Prompt 1: Sum up the thread about SuperWordLoopUnrollAnalysis in three sentences.
Prompt 2: Please reproduce the thread word for word, between "For aarch64 C2" and "and it stops.", inclusive.

Text block:

** Begin **

SuperWordLoopUnrollAnalysis and loop unrolling

classic Classic list List threaded Threaded
6 messages Options
Reply | Threaded
Open this post in threaded view
|  
Report Content as Inappropriate

SuperWordLoopUnrollAnalysis and loop unrolling

Andrew Haley
If I set SuperWordLoopUnrollAnalysis=true, then AArch64 C2 stops after
unrolling a simple loop 4 times.  If I set
SuperWordLoopUnrollAnalysis=false, it stops after unrolling 16 times.
Why is is that SuperWordLoopUnrollAnalysis limits unrolling in this
way?

The info says
"Map number of unrolls for main loop via Superword Level Parallelism
analysis" but that doesn't help me very much.  Only AArch64 and x86
set this option.

Thanks,

Andrew.
Reply | Threaded
Open this post in threaded view
|  
Report Content as Inappropriate

Re: SuperWordLoopUnrollAnalysis and loop unrolling

Vladimir Kozlov
Try to run debug VM with -XX:+TraceSuperWordLoopUnrollAnalysis.

It could be https://bugs.openjdk.java.net/browse/JDK-8175096

Vladimir

On 4/12/17 10:22 AM, Andrew Haley wrote:

> If I set SuperWordLoopUnrollAnalysis=true, then AArch64 C2 stops after
> unrolling a simple loop 4 times.  If I set
> SuperWordLoopUnrollAnalysis=false, it stops after unrolling 16 times.
> Why is is that SuperWordLoopUnrollAnalysis limits unrolling in this
> way?
>
> The info says
> "Map number of unrolls for main loop via Superword Level Parallelism
> analysis" but that doesn't help me very much.  Only AArch64 and x86
> set this option.
>
> Thanks,
>
> Andrew.
>
Reply | Threaded
Open this post in threaded view
|  
Report Content as Inappropriate

Re: SuperWordLoopUnrollAnalysis and loop unrolling

Yang Zhang
In reply to this post by Andrew Haley
Hi Andrew

Now I also investigate the loop unroll mechanism in aarch64/arm64 C2 too.

Take the vectAddInt as an example, my debug information is listed as follow:

Java example:
public static void vectAddInt(
          int[] a,
          int[] b,
          int c) {
    for (int i = 0; i < LENGTH; i++) {
      a[i] = b[i] + c;
    }
  }

For aarch64 C2 with SuperWordLoopUnrollAnalysis=false:
loop unroll is controlled by comparing body_size and LoopUnrollLimit
("Unroll loop bodies with node count less than this") in function
policy_unroll. When loop unroll is 8 times, body_size is big enough
and it stops.

** End **

(Stored data)
** Begin **

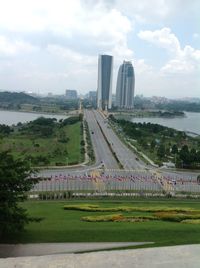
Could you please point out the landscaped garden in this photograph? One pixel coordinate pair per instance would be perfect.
(45, 141)
(165, 222)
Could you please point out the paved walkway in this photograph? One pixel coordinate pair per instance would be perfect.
(174, 257)
(39, 249)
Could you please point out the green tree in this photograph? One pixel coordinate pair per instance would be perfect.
(153, 144)
(15, 181)
(174, 149)
(161, 151)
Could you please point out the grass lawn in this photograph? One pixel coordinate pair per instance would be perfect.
(49, 147)
(61, 225)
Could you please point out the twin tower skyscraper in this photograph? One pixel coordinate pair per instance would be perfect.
(125, 84)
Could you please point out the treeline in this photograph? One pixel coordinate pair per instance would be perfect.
(166, 144)
(180, 106)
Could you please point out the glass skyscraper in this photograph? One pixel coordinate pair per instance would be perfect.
(125, 86)
(104, 89)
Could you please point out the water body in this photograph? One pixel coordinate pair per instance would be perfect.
(12, 117)
(189, 123)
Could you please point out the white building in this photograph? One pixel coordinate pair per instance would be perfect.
(104, 88)
(125, 86)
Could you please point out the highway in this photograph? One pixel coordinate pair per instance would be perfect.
(126, 157)
(102, 152)
(106, 165)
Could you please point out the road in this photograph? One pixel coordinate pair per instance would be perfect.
(102, 132)
(100, 146)
(126, 157)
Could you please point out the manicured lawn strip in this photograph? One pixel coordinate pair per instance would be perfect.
(61, 225)
(56, 152)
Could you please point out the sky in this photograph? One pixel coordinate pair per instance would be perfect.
(53, 45)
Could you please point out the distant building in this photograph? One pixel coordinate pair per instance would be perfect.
(92, 96)
(71, 94)
(125, 86)
(104, 89)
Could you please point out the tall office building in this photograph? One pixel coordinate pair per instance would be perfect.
(125, 86)
(71, 94)
(104, 88)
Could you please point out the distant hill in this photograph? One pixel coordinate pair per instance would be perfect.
(17, 98)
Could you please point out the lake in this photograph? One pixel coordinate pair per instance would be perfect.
(12, 117)
(191, 122)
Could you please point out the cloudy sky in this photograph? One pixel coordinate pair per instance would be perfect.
(51, 45)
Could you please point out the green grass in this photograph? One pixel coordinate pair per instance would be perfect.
(22, 145)
(61, 225)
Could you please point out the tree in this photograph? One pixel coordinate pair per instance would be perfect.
(174, 149)
(15, 181)
(153, 144)
(161, 151)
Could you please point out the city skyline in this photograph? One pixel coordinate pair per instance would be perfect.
(52, 45)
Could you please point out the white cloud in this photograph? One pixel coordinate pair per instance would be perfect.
(8, 47)
(184, 60)
(196, 35)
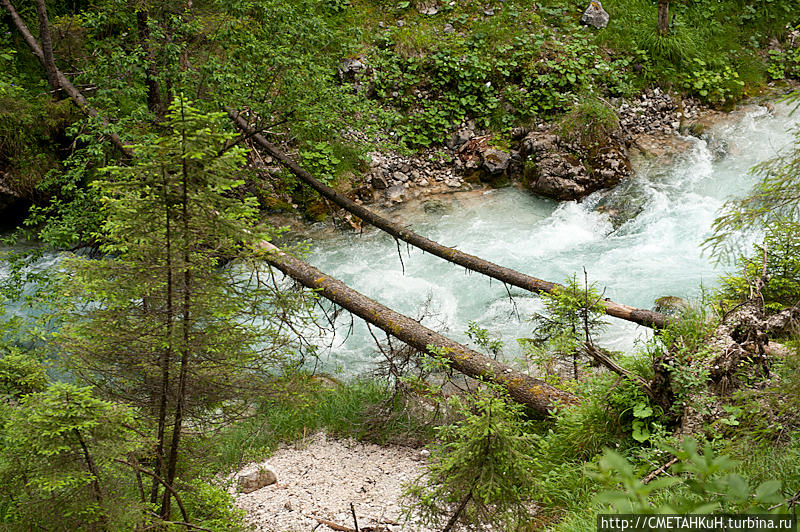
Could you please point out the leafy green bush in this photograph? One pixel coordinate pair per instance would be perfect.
(713, 85)
(784, 64)
(58, 468)
(779, 259)
(589, 122)
(708, 481)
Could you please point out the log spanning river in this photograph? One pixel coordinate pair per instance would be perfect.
(639, 242)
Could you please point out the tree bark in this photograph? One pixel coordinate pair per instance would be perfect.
(49, 61)
(663, 17)
(534, 393)
(73, 93)
(471, 262)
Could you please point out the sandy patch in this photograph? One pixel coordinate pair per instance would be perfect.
(321, 477)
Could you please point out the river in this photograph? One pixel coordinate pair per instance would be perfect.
(656, 252)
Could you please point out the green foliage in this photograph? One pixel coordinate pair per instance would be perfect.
(57, 462)
(589, 122)
(320, 160)
(161, 321)
(716, 85)
(778, 257)
(707, 480)
(573, 314)
(20, 374)
(299, 405)
(212, 507)
(497, 85)
(480, 472)
(774, 201)
(784, 64)
(490, 345)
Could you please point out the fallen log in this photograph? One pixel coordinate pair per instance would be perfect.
(471, 262)
(74, 94)
(534, 393)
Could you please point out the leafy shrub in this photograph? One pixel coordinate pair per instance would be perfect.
(710, 485)
(784, 64)
(782, 253)
(713, 85)
(590, 121)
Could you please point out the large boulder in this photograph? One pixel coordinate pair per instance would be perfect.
(250, 482)
(563, 170)
(595, 16)
(496, 161)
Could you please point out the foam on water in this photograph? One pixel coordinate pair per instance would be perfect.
(656, 253)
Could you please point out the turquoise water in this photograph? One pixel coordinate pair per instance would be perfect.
(656, 253)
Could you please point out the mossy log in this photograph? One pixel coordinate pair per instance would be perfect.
(534, 393)
(49, 65)
(470, 262)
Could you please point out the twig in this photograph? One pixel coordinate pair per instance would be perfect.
(603, 359)
(792, 501)
(660, 470)
(353, 511)
(334, 526)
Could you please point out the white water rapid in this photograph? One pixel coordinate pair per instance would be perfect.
(656, 251)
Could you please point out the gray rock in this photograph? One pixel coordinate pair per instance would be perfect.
(670, 305)
(256, 480)
(428, 8)
(459, 138)
(349, 69)
(400, 176)
(595, 16)
(395, 193)
(496, 161)
(378, 182)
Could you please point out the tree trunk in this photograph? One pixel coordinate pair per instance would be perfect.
(538, 395)
(663, 17)
(47, 49)
(471, 262)
(73, 93)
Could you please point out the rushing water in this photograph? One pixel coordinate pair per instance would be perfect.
(655, 253)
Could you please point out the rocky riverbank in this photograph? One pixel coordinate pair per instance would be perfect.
(318, 480)
(542, 158)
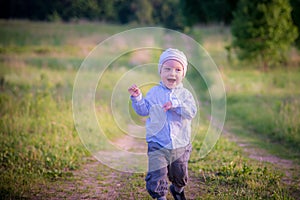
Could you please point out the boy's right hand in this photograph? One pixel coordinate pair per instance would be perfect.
(134, 90)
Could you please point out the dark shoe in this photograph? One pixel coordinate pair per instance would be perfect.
(176, 195)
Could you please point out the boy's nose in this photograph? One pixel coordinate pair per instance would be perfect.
(173, 71)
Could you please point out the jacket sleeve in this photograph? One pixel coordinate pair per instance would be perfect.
(140, 105)
(184, 104)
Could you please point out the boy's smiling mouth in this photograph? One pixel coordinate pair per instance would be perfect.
(171, 80)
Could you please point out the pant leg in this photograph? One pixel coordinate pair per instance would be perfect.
(157, 179)
(178, 168)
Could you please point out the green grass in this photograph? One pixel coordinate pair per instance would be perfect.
(39, 142)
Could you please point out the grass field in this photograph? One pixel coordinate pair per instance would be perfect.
(39, 143)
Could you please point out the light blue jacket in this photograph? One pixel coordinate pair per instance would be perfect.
(171, 129)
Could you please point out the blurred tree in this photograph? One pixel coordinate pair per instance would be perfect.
(143, 11)
(296, 18)
(213, 11)
(169, 13)
(263, 31)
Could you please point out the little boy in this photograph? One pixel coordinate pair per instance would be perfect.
(170, 108)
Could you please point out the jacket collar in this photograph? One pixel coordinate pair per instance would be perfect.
(180, 85)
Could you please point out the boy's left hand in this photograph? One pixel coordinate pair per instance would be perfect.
(167, 106)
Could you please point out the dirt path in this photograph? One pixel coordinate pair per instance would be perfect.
(97, 181)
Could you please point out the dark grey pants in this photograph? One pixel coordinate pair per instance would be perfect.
(164, 164)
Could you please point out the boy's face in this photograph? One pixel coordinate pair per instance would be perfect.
(171, 73)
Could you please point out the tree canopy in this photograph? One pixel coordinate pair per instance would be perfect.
(263, 30)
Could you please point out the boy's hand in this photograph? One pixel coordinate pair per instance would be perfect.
(167, 106)
(134, 90)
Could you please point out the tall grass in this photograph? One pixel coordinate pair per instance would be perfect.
(38, 63)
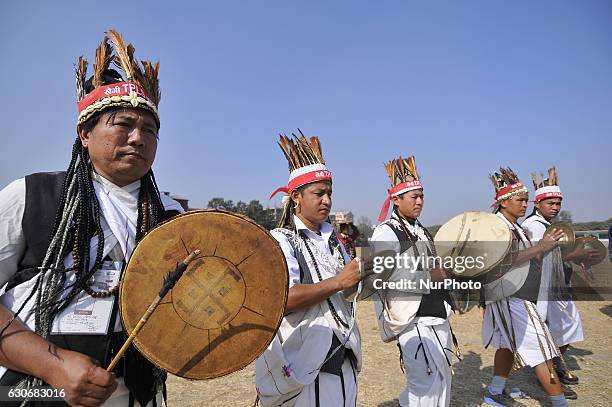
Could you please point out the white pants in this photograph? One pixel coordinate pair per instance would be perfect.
(121, 397)
(531, 338)
(423, 389)
(564, 322)
(331, 390)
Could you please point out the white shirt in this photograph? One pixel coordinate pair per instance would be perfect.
(12, 207)
(321, 241)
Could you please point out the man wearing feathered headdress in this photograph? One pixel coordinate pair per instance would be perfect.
(66, 237)
(561, 315)
(315, 356)
(511, 321)
(415, 316)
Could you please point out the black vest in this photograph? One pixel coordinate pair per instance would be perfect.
(43, 193)
(432, 304)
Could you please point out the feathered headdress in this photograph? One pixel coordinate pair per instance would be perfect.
(404, 177)
(506, 184)
(547, 187)
(306, 163)
(106, 88)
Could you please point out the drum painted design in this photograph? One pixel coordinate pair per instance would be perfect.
(227, 307)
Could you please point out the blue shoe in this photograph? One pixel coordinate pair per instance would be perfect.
(500, 400)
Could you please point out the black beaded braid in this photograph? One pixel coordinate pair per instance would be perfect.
(84, 225)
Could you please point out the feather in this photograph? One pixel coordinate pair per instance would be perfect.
(104, 56)
(534, 178)
(151, 81)
(122, 57)
(80, 73)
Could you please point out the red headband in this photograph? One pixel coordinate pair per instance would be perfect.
(297, 181)
(397, 190)
(508, 191)
(108, 91)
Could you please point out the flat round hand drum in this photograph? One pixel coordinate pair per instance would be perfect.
(472, 235)
(227, 306)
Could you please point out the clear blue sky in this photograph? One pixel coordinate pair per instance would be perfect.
(464, 86)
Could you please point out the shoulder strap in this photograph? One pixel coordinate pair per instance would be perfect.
(404, 239)
(305, 276)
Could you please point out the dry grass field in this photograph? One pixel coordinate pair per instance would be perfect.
(381, 379)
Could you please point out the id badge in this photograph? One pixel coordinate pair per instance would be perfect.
(87, 315)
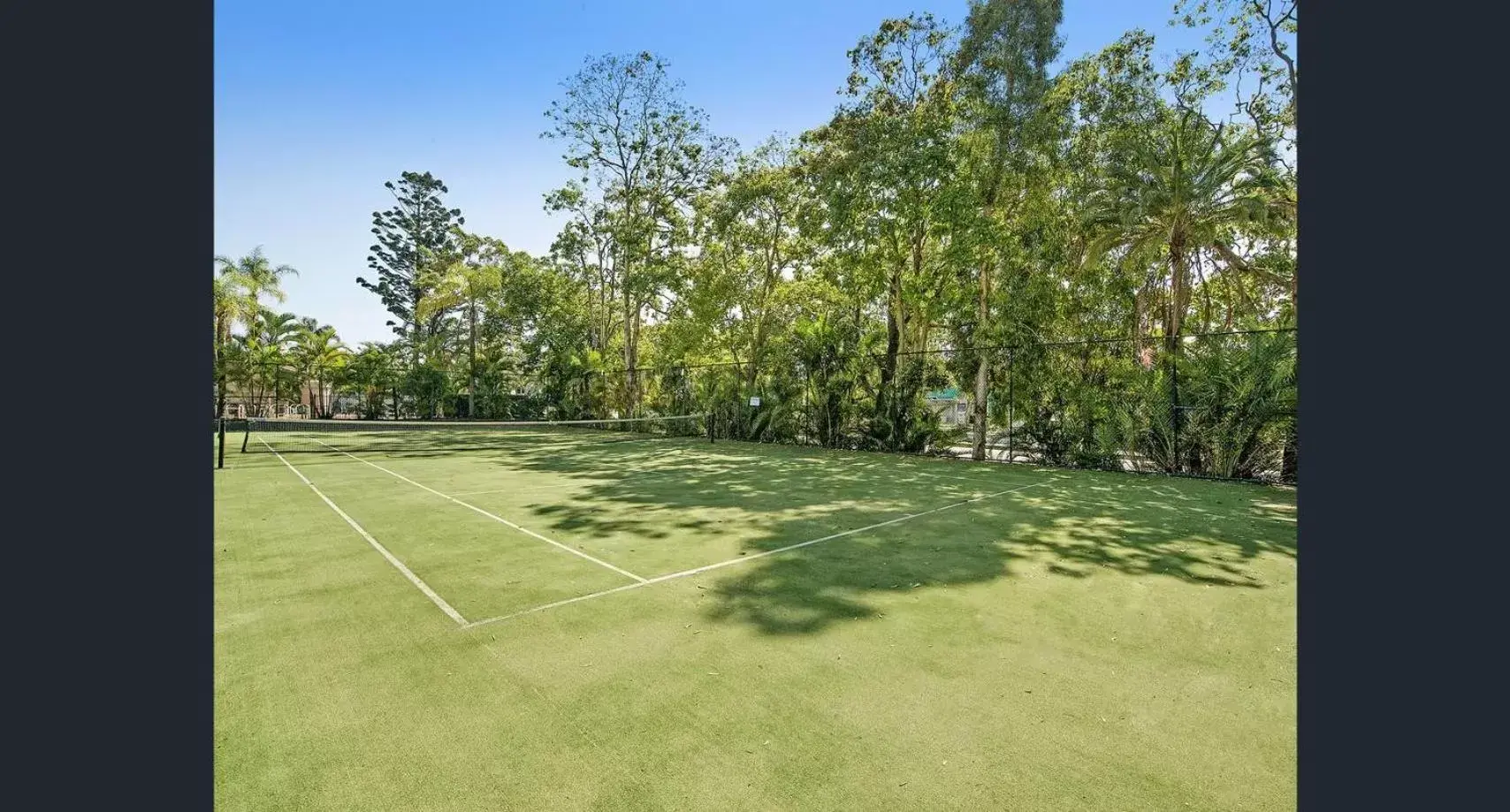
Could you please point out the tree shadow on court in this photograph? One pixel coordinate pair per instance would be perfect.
(1070, 524)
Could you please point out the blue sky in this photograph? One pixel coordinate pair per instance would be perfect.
(317, 103)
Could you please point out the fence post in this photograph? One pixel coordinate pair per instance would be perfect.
(1012, 373)
(1173, 403)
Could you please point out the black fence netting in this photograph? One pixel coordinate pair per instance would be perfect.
(1209, 405)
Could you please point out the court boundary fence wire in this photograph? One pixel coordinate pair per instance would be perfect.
(1213, 405)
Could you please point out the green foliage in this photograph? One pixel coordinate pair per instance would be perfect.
(413, 238)
(962, 211)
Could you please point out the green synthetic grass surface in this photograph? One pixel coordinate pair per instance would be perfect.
(1091, 641)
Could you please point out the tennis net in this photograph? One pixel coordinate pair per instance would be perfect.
(454, 435)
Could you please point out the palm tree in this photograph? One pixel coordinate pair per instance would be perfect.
(264, 355)
(239, 287)
(317, 352)
(1184, 186)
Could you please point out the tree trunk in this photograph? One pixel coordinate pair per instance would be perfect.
(982, 367)
(471, 368)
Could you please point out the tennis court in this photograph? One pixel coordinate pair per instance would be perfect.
(636, 618)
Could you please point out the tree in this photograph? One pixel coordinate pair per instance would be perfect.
(1184, 186)
(1003, 67)
(752, 245)
(239, 289)
(467, 283)
(319, 355)
(646, 155)
(414, 232)
(882, 166)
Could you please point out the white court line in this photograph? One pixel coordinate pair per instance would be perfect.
(742, 558)
(533, 535)
(393, 560)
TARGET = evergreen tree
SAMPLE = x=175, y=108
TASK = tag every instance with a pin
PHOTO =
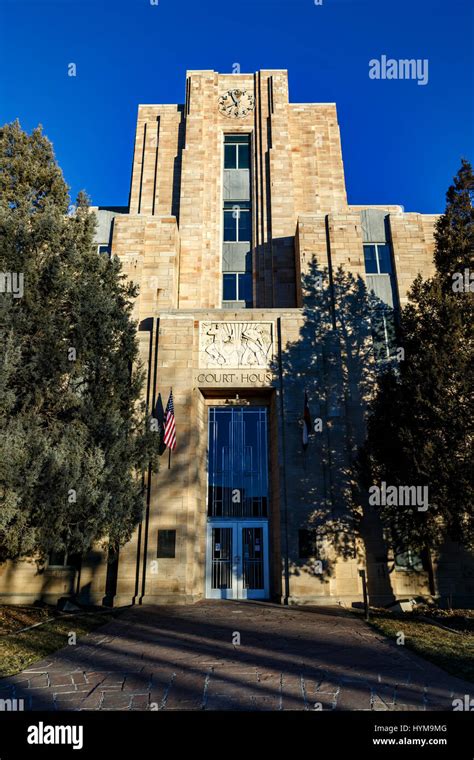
x=420, y=427
x=74, y=435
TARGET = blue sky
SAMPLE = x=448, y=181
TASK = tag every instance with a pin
x=402, y=142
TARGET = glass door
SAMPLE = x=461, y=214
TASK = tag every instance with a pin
x=237, y=560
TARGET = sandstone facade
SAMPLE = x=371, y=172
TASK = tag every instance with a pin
x=310, y=292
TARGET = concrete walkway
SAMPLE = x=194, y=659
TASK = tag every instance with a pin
x=187, y=658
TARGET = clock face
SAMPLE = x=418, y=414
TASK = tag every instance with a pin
x=236, y=103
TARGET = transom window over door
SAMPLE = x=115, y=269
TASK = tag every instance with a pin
x=238, y=462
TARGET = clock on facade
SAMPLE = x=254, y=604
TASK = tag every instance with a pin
x=236, y=103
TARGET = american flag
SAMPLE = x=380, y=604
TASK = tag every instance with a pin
x=170, y=424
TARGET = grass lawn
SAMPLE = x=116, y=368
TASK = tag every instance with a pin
x=454, y=652
x=19, y=650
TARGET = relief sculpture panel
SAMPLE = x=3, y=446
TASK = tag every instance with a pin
x=244, y=345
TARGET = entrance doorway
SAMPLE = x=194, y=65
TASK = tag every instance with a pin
x=237, y=565
x=237, y=562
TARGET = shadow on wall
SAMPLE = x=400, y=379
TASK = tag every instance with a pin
x=332, y=360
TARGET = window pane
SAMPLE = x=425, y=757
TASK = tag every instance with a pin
x=245, y=287
x=230, y=157
x=245, y=227
x=230, y=226
x=244, y=157
x=230, y=287
x=166, y=544
x=385, y=262
x=236, y=138
x=240, y=487
x=370, y=259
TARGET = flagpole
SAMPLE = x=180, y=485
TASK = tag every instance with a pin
x=169, y=450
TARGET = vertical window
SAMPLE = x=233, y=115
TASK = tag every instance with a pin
x=308, y=543
x=166, y=544
x=237, y=152
x=237, y=225
x=237, y=286
x=238, y=462
x=377, y=258
x=229, y=292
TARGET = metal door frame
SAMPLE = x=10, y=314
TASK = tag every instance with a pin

** End **

Exercise solution 1: Andrew Haley reports that AArch64 C2 stops after unrolling a simple loop 4 times when SuperWordLoopUnrollAnalysis is true but 16 times when it is false, and he asks why the option limits unrolling this way. Vladimir Kozlov suggests running a debug VM with -XX:+TraceSuperWordLoopUnrollAnalysis and says the cause could be bug JDK-8175096. Yang Zhang, also investigating loop unrolling in AArch64 C2, explains that with the option set to false, unrolling is controlled by comparing body_size with LoopUnrollLimit in policy_unroll, and in the vectAddInt example it stops at 8 unrolls because body_size becomes big enough.

Exercise solution 2:
For aarch64 C2 with SuperWordLoopUnrollAnalysis=false:
loop unroll is controlled by comparing body_size and LoopUnrollLimit
("Unroll loop bodies with node count less than this") in function
policy_unroll. When loop unroll is 8 times, body_size is big enough
and it stops.